Natural language region descriptions:
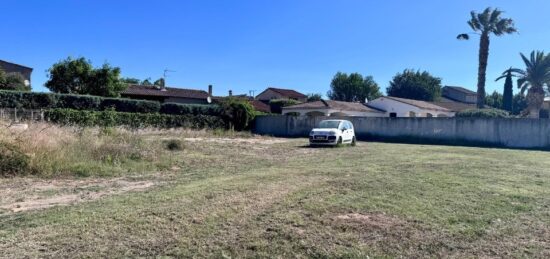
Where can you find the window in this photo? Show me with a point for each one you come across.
(329, 124)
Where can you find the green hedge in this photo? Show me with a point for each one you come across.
(135, 120)
(482, 113)
(28, 100)
(193, 109)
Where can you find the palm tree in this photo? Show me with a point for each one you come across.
(484, 24)
(533, 80)
(508, 95)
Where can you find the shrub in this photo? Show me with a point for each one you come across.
(194, 109)
(482, 113)
(174, 145)
(237, 113)
(278, 104)
(77, 102)
(12, 160)
(111, 118)
(129, 105)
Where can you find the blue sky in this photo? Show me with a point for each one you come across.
(252, 44)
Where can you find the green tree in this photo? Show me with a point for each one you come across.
(485, 24)
(13, 81)
(533, 80)
(314, 97)
(507, 99)
(105, 81)
(519, 104)
(70, 76)
(77, 76)
(147, 81)
(159, 82)
(353, 88)
(415, 85)
(494, 100)
(237, 113)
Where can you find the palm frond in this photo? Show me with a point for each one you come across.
(474, 22)
(463, 36)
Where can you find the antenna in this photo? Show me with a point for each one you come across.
(164, 75)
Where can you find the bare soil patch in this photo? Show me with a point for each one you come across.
(265, 141)
(27, 194)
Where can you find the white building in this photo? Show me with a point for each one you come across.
(401, 107)
(333, 108)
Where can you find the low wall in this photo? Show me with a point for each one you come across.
(21, 115)
(513, 133)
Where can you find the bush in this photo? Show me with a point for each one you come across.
(237, 113)
(129, 105)
(77, 102)
(111, 118)
(174, 145)
(482, 113)
(278, 104)
(193, 109)
(13, 161)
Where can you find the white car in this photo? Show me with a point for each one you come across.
(333, 132)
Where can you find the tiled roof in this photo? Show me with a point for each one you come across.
(417, 103)
(338, 105)
(453, 105)
(13, 64)
(150, 90)
(287, 93)
(461, 89)
(260, 106)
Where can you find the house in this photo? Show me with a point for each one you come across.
(459, 94)
(332, 108)
(453, 105)
(168, 94)
(401, 107)
(260, 106)
(9, 67)
(278, 93)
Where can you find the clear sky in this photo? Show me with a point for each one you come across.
(252, 44)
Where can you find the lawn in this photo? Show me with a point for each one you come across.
(268, 197)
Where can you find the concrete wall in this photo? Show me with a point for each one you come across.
(513, 133)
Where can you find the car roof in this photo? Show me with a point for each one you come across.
(336, 120)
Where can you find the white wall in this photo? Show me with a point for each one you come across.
(517, 133)
(328, 112)
(404, 110)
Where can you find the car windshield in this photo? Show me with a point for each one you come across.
(329, 124)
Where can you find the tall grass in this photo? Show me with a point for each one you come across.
(64, 151)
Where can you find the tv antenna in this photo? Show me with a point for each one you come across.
(165, 74)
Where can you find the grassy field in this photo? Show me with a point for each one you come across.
(234, 196)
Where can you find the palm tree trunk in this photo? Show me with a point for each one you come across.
(482, 70)
(535, 100)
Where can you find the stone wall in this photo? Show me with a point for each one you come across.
(513, 133)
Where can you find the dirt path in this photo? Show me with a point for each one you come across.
(25, 194)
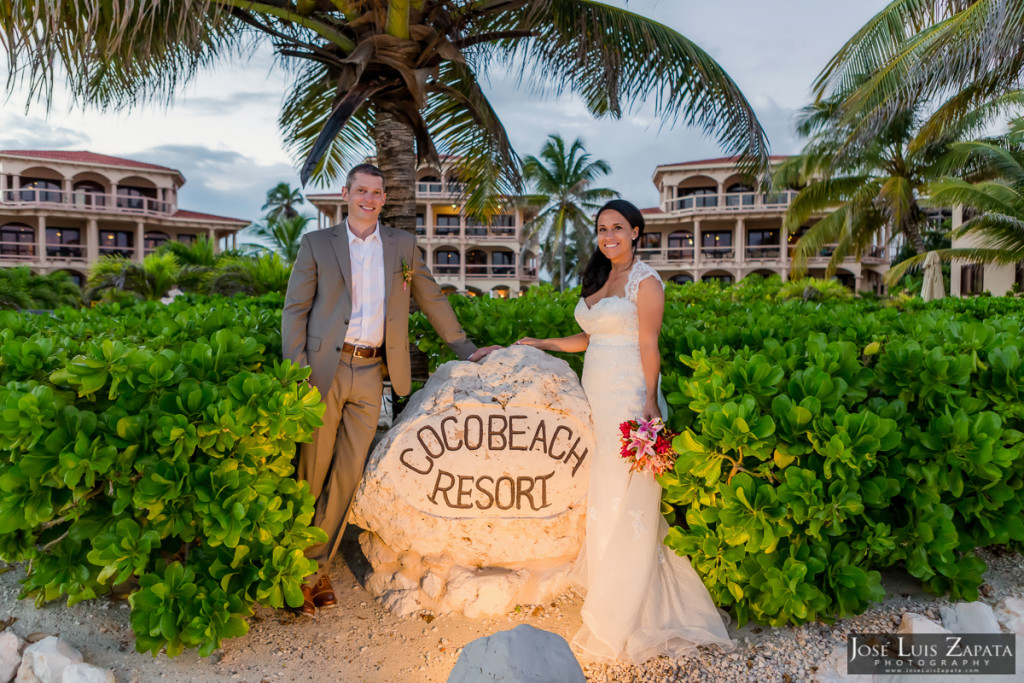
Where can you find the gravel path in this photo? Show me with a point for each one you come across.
(359, 641)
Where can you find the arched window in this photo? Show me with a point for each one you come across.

Exercise: Exactly as written, restate all of the data, leaving out the images.

Result for this task:
Where can you find the window in this photo? Show me with a point for each one you come across.
(329, 124)
Where can you find the green hedge in this photo? Show me with a point for each one you come across.
(135, 120)
(482, 113)
(28, 100)
(193, 109)
Where can you find the palm tree in this photo? Show me with a point for each one you come across.
(484, 24)
(533, 80)
(508, 95)
Where can you find the shrub in this photo? Show me with a point for each one you come across.
(194, 109)
(482, 113)
(174, 145)
(237, 113)
(278, 104)
(77, 102)
(12, 160)
(111, 118)
(129, 105)
Where can you find the blue sky in this photo? Show me with a point for each one you come across.
(252, 44)
Where can you find the green tree in this photo? Show me with a point for each one you come across.
(485, 24)
(13, 81)
(533, 80)
(314, 97)
(507, 99)
(105, 81)
(519, 104)
(70, 76)
(77, 76)
(147, 81)
(159, 82)
(353, 88)
(415, 85)
(494, 100)
(237, 113)
Where can you find the palm frond in this photo? Show me with a point for each one you come across.
(474, 22)
(463, 36)
Where can you find the antenna in this photo? Show me with a point for each one you come across.
(164, 75)
Where can you find the bare soil patch in this photo? Show me with a point for each one you come across.
(265, 141)
(27, 194)
Where can you find the white building in this photo? Show me with a point for each one you come across.
(401, 107)
(333, 108)
Where can you find the low wall in this photo? Show me with a point for each one you come across.
(21, 115)
(513, 133)
Where can you find the bush in this photo? Show me with a point for each one you come across.
(237, 113)
(129, 105)
(77, 102)
(111, 118)
(174, 145)
(482, 113)
(278, 104)
(193, 109)
(13, 161)
Where can you find the white car in this photo? Show me with a point for each one you come across.
(333, 132)
Where can you find the tiled roof in this photo? Show me with a point for each one you come across.
(417, 103)
(338, 105)
(453, 105)
(13, 64)
(150, 90)
(287, 93)
(461, 89)
(260, 106)
Where can you find the house in this photo? Show me with a point for each one you come across.
(459, 94)
(332, 108)
(453, 105)
(168, 94)
(401, 107)
(260, 106)
(9, 67)
(278, 93)
Where can you find the clear sky in this photo? Show me with a point for each one you come across.
(252, 44)
Where can you find the lawn in this photo? Show me with a point for each one you come across.
(268, 197)
Where can you find the concrete wall in this photo? Show me with a point for each one you come across.
(513, 133)
Where can you find the car roof in this photo? Show me with a point for each one you come across.
(336, 120)
Where can you find the white wall in this photo? Show me with a point for each one you come across.
(517, 133)
(328, 112)
(404, 110)
Where can you find the car windshield in this photo? Show me with a point for each one you come across.
(329, 124)
Where can you find the tall grass in this photo? Show me with a point for each one you come across.
(64, 151)
Where can you find the tv antenna in this photo? Show me with a point for each one you come across.
(165, 74)
Where can you find the grassy field in this photo? Show me with a point for each one you come across.
(234, 196)
Where can you find the palm tree trunk in this photo? Show me with a point for each one you come across.
(482, 70)
(535, 100)
Where can you find the stone wall in this photo? Show me with a point for each one you come across.
(513, 133)
Where can you find the dirt path in this photo? Show me with a point for each one you come across.
(25, 194)
Where can you find the gravel path in this photo? Show me with a point for each one you come across.
(359, 641)
Where can you find the arched window in this photo? Show me with a point for each one you come across.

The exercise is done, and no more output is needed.